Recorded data
-.-.-

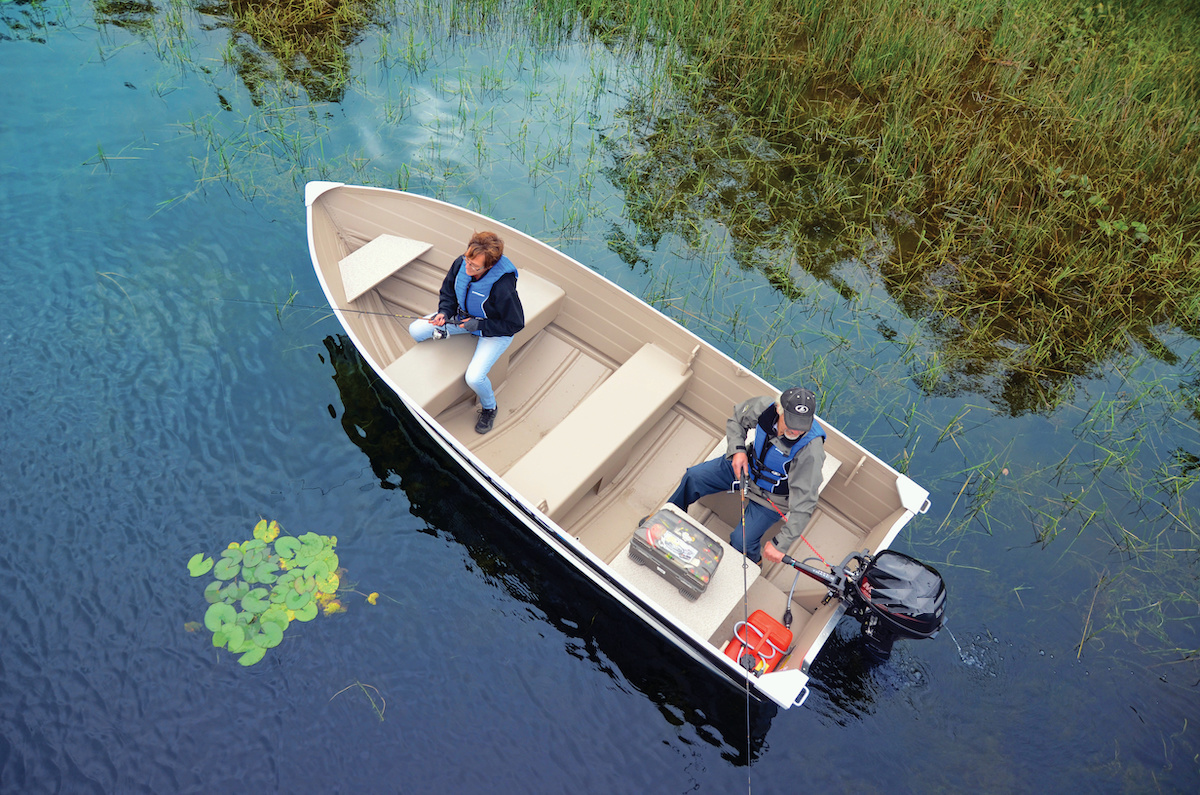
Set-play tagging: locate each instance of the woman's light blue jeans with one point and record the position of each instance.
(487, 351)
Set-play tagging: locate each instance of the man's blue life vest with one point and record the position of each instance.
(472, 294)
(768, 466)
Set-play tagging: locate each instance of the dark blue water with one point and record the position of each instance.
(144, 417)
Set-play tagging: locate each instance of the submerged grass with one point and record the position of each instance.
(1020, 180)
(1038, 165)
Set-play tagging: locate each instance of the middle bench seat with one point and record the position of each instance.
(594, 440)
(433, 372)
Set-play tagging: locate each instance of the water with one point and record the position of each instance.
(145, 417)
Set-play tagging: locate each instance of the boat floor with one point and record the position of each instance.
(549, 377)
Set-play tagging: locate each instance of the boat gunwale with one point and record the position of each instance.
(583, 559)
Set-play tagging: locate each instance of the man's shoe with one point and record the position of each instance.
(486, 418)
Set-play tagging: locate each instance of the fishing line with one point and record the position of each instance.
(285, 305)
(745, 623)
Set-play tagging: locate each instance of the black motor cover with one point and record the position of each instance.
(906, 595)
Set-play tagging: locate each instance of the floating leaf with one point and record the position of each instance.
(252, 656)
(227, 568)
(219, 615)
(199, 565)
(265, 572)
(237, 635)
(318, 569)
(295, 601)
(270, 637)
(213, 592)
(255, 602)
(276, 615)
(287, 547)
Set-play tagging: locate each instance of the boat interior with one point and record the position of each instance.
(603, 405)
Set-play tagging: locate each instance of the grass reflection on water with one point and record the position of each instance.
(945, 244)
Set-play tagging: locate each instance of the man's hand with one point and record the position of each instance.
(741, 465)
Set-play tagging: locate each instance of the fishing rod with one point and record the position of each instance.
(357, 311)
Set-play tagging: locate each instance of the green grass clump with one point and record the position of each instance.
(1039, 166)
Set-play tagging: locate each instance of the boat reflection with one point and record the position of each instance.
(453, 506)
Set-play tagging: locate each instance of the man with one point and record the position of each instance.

-.-.-

» **Task goal**: Please print every record exactly, leaving out the pictures.

» **Output for this exercise**:
Set-play tagging: locate each instance of the woman's light blue jeans with one point and record the position of each instance.
(487, 351)
Set-play tagging: locate each instance of the man's blue life vest with one point and record the position of each instance.
(472, 294)
(768, 466)
Set-play tagging: locate each instance of the dark blue water with one point and record the position of each instance.
(144, 417)
Set-play tagging: locate each instance of the submerged grass with one point and record the position of each instance.
(1020, 180)
(1038, 165)
Set-play tagging: locate each instance of the middle bench seat with one point and record the position of each instance.
(594, 440)
(433, 372)
Set-play tagging: locate each instance of the water with one point and record the position of each instance.
(145, 417)
Set-play tagging: locate each instance of the boat floor with one point and record the position of each instance.
(549, 377)
Set-play tagging: locate each instance of the boat gunwale with one point and record the position of each instance.
(583, 559)
Set-play tagging: locate each instance of the man's shoe with one point and record the position of each instance.
(486, 418)
Set-play tagging: locate each instance of the fishing line with one point and record the position of each instance.
(285, 305)
(745, 623)
Set-play tagging: locate each instance of the black motor cover with one point and record the position of each instance.
(906, 595)
Set-play tagging: locate each instance of the floating leaf with one point and record the position of each instance.
(252, 656)
(227, 568)
(219, 615)
(199, 565)
(265, 572)
(237, 635)
(318, 569)
(295, 601)
(270, 637)
(213, 592)
(255, 602)
(276, 615)
(287, 547)
Set-play tagging: locate each instance of the boat interior with one point and record the position of each instance.
(603, 405)
Set-play tagging: locate each instance of the grass reflection on water with one point and record the position of each instance.
(945, 244)
Set-play tagging: locate each instance of the man's hand with one point and record the position of each instance.
(741, 465)
Set-play tagging: locate each instance of the fishing rod with one point and record the position of each instance.
(357, 311)
Set-play tagging: locate each instance of the green grass clump with one point and record the position of each instance.
(1039, 166)
Set-play tagging: locate each instance of the boat reflection with one point and record the position of each instance.
(453, 506)
Set-play tagging: locate each instance of the man with one point and record the position of each instance.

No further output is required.